• Texto para leitura:
□ □ □ □ □

Criada para garantir o acesso de todos à Justiça, a regra que dispensa a presença de advogados para representar as partes nos Juizados Especiais é criticada não só por advogados, que reclamam a perda dessa fatia de mercado, mas também pelos próprios juízes que compõem o órgão destinado a resolver conflitos de pequenas causas.

Numa ação em que a União é processada por danos morais e materiais, o juiz Fernando Moreira Gonçalves, de Campinas, mandou intimar o autor do processo sobre a “conveniência de constituir profissional habilitado (advogado) para representar seus interesses em face dos demandados” pela “complexidade das teses jurídicas discutidas”. Para o juiz, a ausência do advogado “apto a litigar em igualdade de condições técnicas com os representantes” da União permite antever deficiências que “poderão levar à improcedência dos pedidos”.

Segundo Gonçalves, a dispensa do advogado provoca um desequilíbrio na balança da Justiça: enquanto uma parte é representada por advogados conhecedores das minúcias da lei, a outra fica desprotegida, sem competência técnica suficiente para brigar por seus direitos e rebater as questões apresentadas. “É um erro achar que a norma beneficia os mais pobres, que não tem condições de contratar um profissional. Ela acaba prejudicando as pessoas menos assistidas”, afirma Gonçalves.

Para combater a exceção permitida nos Juizados, a Ordem dos Advogados do Brasil entrou com Ação Direta de Inconstitucionalidade no Supremo Tribunal Federal contra o artigo 10, que prevê a dispensa, da Lei 10.259/01, que dispõe sobre a instituição dos Juizados Especiais Cíveis e Criminais Federais, mas que serve também para os Juizados Estaduais.

□ □ □ □ □

• Anotações de pontos em fotografias:
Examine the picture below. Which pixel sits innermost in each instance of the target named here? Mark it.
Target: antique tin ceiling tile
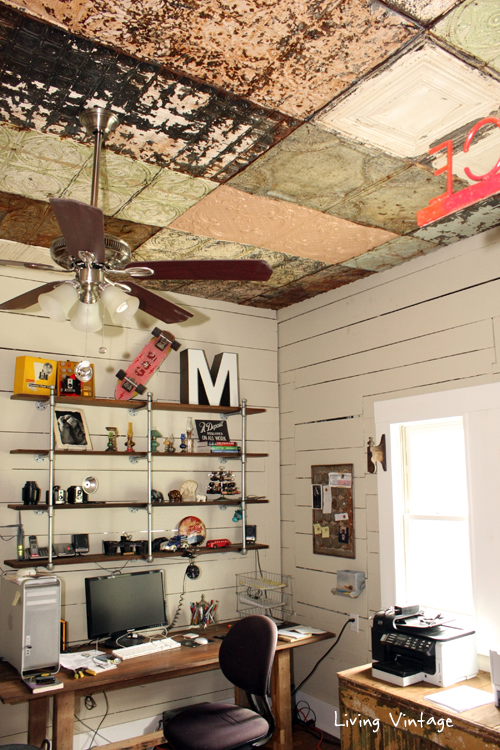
(423, 10)
(120, 179)
(166, 198)
(465, 223)
(315, 168)
(229, 214)
(391, 254)
(414, 103)
(330, 278)
(289, 54)
(393, 204)
(20, 217)
(36, 165)
(48, 76)
(474, 26)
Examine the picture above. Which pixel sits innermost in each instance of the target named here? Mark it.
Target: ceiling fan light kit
(101, 262)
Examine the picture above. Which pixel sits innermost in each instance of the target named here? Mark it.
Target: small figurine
(155, 434)
(189, 435)
(130, 443)
(169, 444)
(112, 435)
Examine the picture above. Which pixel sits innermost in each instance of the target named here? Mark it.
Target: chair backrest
(247, 652)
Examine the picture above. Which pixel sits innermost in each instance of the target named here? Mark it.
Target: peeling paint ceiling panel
(291, 55)
(285, 130)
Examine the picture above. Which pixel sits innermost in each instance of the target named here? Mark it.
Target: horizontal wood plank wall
(215, 327)
(428, 325)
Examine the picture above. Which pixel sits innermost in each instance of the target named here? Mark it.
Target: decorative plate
(194, 529)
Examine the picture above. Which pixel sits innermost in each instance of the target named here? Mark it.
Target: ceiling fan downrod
(98, 122)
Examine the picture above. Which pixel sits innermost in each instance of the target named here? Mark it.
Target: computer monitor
(119, 605)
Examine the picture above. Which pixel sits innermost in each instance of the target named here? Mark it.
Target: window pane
(438, 571)
(435, 468)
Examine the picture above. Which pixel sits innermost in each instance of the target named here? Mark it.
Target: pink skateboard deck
(139, 372)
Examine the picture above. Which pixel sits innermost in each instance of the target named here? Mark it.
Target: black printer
(408, 647)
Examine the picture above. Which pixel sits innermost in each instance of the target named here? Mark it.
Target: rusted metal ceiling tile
(423, 10)
(393, 204)
(465, 223)
(292, 55)
(168, 119)
(311, 286)
(315, 168)
(391, 254)
(473, 27)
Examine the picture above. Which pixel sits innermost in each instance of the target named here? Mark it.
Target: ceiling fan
(100, 262)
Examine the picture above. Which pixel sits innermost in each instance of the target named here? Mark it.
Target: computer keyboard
(145, 649)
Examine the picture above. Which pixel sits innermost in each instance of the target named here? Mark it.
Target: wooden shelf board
(72, 506)
(135, 404)
(139, 454)
(84, 559)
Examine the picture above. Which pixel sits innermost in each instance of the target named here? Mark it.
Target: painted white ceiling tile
(421, 98)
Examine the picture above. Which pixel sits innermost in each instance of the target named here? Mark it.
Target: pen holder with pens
(203, 613)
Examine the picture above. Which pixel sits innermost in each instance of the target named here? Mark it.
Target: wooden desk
(364, 698)
(145, 669)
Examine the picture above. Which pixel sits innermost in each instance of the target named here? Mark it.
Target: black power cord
(351, 619)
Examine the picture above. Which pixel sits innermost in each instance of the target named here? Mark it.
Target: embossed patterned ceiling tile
(38, 166)
(229, 214)
(423, 10)
(120, 179)
(48, 76)
(166, 198)
(393, 203)
(391, 254)
(287, 54)
(474, 27)
(316, 169)
(412, 104)
(311, 286)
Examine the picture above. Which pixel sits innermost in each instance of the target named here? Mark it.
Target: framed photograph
(70, 430)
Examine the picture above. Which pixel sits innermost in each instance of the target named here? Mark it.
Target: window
(431, 501)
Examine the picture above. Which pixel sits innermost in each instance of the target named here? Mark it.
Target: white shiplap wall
(215, 327)
(428, 325)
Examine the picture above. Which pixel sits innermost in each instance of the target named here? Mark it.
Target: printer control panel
(407, 642)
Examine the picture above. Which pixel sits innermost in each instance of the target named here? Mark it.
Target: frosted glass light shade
(57, 303)
(87, 317)
(120, 306)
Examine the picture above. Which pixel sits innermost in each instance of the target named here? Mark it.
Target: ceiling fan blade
(28, 298)
(82, 226)
(27, 264)
(157, 306)
(217, 270)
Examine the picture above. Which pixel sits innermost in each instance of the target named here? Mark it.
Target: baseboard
(327, 716)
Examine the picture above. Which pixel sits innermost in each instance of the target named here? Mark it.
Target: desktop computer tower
(30, 614)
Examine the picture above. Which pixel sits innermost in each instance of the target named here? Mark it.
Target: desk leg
(281, 695)
(62, 721)
(38, 720)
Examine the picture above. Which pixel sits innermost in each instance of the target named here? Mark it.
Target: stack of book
(224, 447)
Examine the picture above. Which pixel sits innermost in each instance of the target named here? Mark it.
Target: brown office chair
(245, 657)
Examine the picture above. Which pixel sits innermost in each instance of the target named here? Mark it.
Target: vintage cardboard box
(34, 375)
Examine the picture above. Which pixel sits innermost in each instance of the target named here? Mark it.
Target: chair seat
(215, 726)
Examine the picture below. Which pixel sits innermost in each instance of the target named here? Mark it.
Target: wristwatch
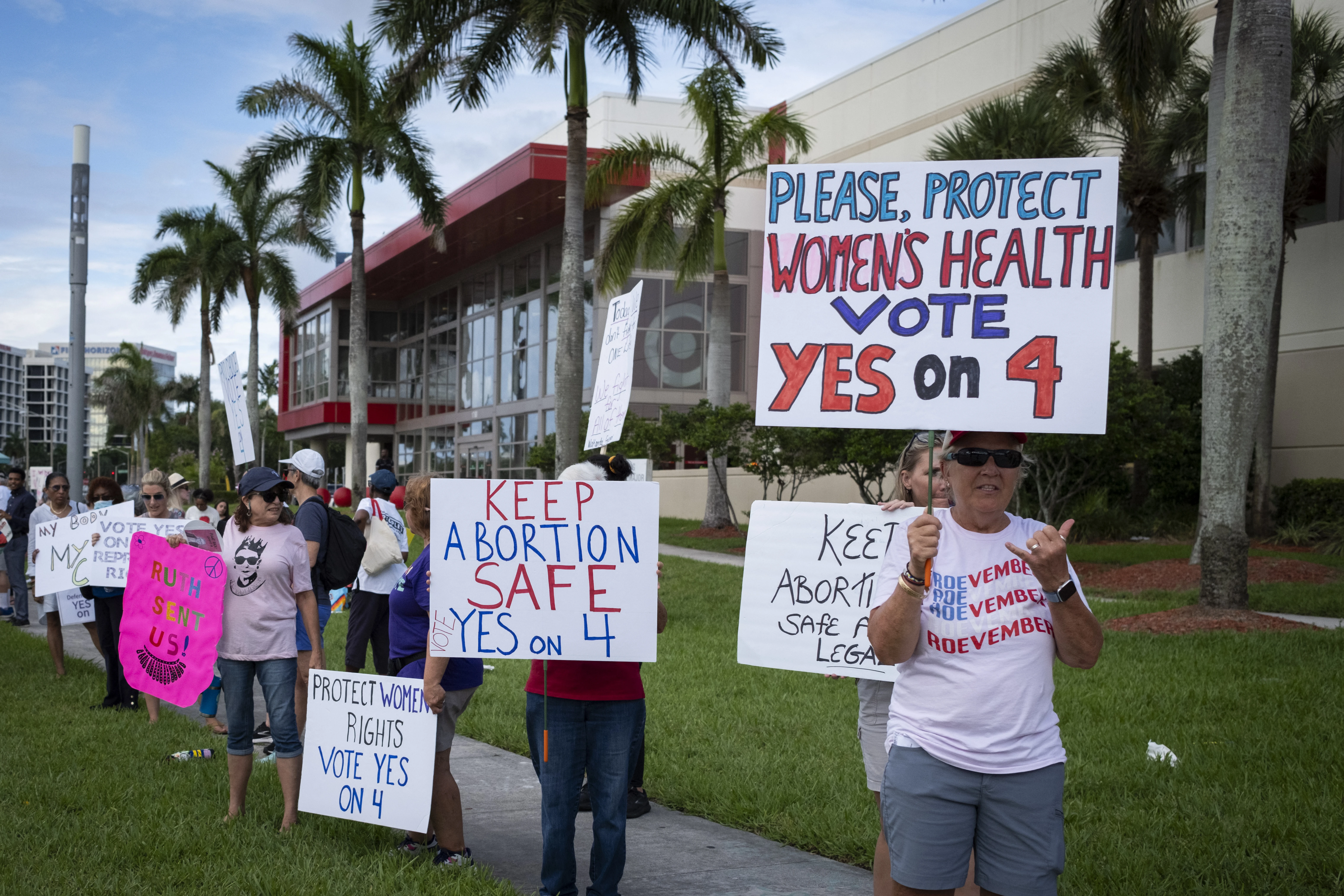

□ □ □ □ □

• Tarefa breve A:
De acordo com o texto sobre a dispensa de advogados nos Juizados Especiais, que ação a Ordem dos Advogados do Brasil propôs no Supremo Tribunal Federal?
• Tarefa breve B:
Redija a continuação do texto sobre a dispensa de advogados nos Juizados Especiais, começando após o último parágrafo apresentado.
Os dados provêm de outra fonte.

• Resposta esperada A:
Uma Ação Direta de Inconstitucionalidade contra o artigo 10 da Lei 10.259/01, que prevê a dispensa do advogado.

• Resposta esperada B:
Segundo a OAB, o artigo 133 da Constituição Federal determina que o advogado é indispensável. A Ordem também alega que o dispositivo fere os princípios da razoabilidade e proporcionalidade garantidos pelos artigos 1º e 5º, inciso LIV, da CF e do tratamento isonômico entre as partes. A ação, ajuizada em 2004, aguarda julgamento. O ministro Joaquim Barbosa é relator do caso.

Há também, em trâmite na Câmara dos Deputados, dois projetos de lei que querem garantir a presença de advogado nos julgamentos de pequenas causas. Ambos sugerem a modificação do artigo 9º da Lei 9.099, que criou os Juizados. No PL 5.396/05, o deputado Ivo José (PT-MG) propõe que o advogado só pode ser dispensado nas causas de até cinco salários mínimos. Nos Juizados Federais, o limite é de 60 salários mínimos e nos Estaduais de até 40 salários.

Já o Projeto de Lei 5.096, do deputado Vignatti (PT-SC), torna obrigatória a presença do profissional em todas as causas propostas nos Juizados Especiais Cíveis Estaduais, do Distrito Federal e Federais. As duas propostas aguardam parecer da Comissão de Constituição e Justiça e de Cidadania.

Defensorias públicas

Contudo, se a legislação for modificada ou se o Supremo acatar a ação da OAB, restará outra questão: como garantir o acesso à Justiça de quem não tem dinheiro para pagar advogado?

A resposta está no cumprimento do disposto na Constituição Federal, que determina que o Estado dará assistência judicial gratuita a quem não tem recursos. A saída é a tão aguardada formação das defensorias públicas que hoje — as poucas que existem — são carentes de recursos e profissionais.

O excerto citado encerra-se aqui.